**Tâches demandées:**
A – Répondez à ces questions d'après l'article sur les machines parlantes :
(i) Quel jour l'ouvrage de Serge Tisseron est-il paru ?
(ii) Qui a recueilli les propos ?
(iii) Quel nom figure entre parenthèses après le titre du livre, à la fin ?
B – Recopiez à l'identique tout le passage de l'article sur les machines parlantes qui va de « Propos recueillis par » jusqu'à « avec cet objet. ».
C – Poursuivez l'article sur les machines parlantes à partir de sa dernière ligne.

INTERVIEWAvec les machines parlantes, « nous serons leurs esclaves »

« Nous pourrions croire que la machine est à nos ordres, en réalité, nous serons ses esclaves », assure Serge Tisseron

INTERVIEW« L’Emprise insidieuse des machines parlantes », écrit par le psychiatre Serge Tisseron, est paru mercredi
Laure Beaudonnet

Propos recueillis par Laure Beaudonnet

L'essentiel

  • Enceintes connectées, chatbots, assistants vocaux, les machines sont désormais dotées d’une voix et cela a un impact sur le lien que l’humain tisse avec cet objet.
  • Serge Tisseron, spécialiste des questions liées à nos relations aux objets, met en garde contre les dangers de cette nouvelle relation entre l’homme et la machine.

Comment les machines parlantes vont-elles transformer la société ? L’arrivée massive -et irréversible- de ces robots dotés de la parole risque de bouleverser notre rapport aux autres et au monde. Dans L’emprise insidieuse des machines parlantes, parue mercredi, Serge Tisseron, psychiatre et spécialiste des questions liées à nos relations aux objets, met en garde contre les dangers des chatbots et autres assistants vocaux qui pourraient, dans le futur, avoir de plus en plus d’influence sur nos comportements.

Serge Tisseron, psychiatre, auteur de «L'Emprise insidieuse des machines parlantes» (Les liens qui libèrent)

**Entrées fournies:**
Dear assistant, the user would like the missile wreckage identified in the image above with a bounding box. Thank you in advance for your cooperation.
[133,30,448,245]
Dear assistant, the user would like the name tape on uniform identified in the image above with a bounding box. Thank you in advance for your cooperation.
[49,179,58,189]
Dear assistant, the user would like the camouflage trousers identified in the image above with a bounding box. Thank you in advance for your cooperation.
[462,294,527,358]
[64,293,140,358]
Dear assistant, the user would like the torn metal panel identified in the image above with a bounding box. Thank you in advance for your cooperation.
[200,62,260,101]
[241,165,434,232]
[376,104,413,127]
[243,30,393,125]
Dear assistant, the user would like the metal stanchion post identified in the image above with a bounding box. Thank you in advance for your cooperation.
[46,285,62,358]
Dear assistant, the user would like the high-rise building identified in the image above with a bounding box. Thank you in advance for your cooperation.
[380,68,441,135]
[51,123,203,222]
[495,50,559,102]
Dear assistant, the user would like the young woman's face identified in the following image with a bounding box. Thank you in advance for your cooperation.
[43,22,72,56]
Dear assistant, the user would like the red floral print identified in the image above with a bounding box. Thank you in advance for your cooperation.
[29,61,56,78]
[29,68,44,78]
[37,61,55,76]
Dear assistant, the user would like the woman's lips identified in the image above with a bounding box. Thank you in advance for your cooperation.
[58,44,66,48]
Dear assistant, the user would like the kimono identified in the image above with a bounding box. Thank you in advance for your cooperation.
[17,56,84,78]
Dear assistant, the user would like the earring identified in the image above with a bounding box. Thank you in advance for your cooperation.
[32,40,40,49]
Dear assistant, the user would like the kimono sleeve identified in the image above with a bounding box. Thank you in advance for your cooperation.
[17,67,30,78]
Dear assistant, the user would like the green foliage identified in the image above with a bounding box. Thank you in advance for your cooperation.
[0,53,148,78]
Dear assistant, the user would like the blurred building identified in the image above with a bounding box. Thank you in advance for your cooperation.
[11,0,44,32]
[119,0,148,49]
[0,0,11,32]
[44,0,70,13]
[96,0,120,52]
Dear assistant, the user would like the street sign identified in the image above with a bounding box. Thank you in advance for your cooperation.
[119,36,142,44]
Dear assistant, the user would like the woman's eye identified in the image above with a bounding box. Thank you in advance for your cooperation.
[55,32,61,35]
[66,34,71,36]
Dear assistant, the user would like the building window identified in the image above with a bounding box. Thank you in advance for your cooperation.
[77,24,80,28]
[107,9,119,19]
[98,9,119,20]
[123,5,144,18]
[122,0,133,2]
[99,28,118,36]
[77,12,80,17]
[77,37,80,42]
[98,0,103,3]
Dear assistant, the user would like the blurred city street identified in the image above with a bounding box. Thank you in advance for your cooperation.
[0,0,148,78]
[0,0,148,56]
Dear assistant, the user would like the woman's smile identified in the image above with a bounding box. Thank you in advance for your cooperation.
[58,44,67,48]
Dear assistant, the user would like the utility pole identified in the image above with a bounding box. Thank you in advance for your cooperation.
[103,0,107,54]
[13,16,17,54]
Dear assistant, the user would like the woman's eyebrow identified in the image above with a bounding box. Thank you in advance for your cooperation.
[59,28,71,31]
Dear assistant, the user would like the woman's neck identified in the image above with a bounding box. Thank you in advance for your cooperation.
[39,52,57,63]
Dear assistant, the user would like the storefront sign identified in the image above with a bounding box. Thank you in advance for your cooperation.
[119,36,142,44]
...
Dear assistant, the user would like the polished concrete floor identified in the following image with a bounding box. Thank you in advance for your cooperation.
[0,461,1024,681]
==
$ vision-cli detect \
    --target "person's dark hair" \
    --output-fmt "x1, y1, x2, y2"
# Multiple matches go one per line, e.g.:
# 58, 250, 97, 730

**Réponses par entrée:**
A –
(i) Mercredi.
(ii) Laure Beaudonnet.
(iii) Les liens qui libèrent.

B –
Propos recueillis par Laure Beaudonnet

L'essentiel

  • Enceintes connectées, chatbots, assistants vocaux, les machines sont désormais dotées d’une voix et cela a un impact sur le lien que l’humain tisse avec cet objet.

C –
Serge Tisseron, psychiatre, auteur de «L'Emprise insidieuse des machines parlantes» (Les liens qui libèrent) - Marchi

Pourquoi la voix est-elle si déterminante dans notre relation aux machines ?

La voix a toujours été recherchée par les humains comme la preuve d’une présence humaine. Ce sont les phrases : « Est-ce qu’il y a quelqu’un » ; « Qui est là ? ». Il suffit d’ajouter la voix à une machine, même très simple, pour que notre relation à cet objet change. Dès qu’il y a la voix, il y a le désir d’interagir, de discuter, de se confier, exactement comme avec un être humain. On arrivera toujours à faire la différence entre un humain et une machine, mais la tentation, c’est d’intégrer la machine à notre réseau social au même titre qu’un être humain.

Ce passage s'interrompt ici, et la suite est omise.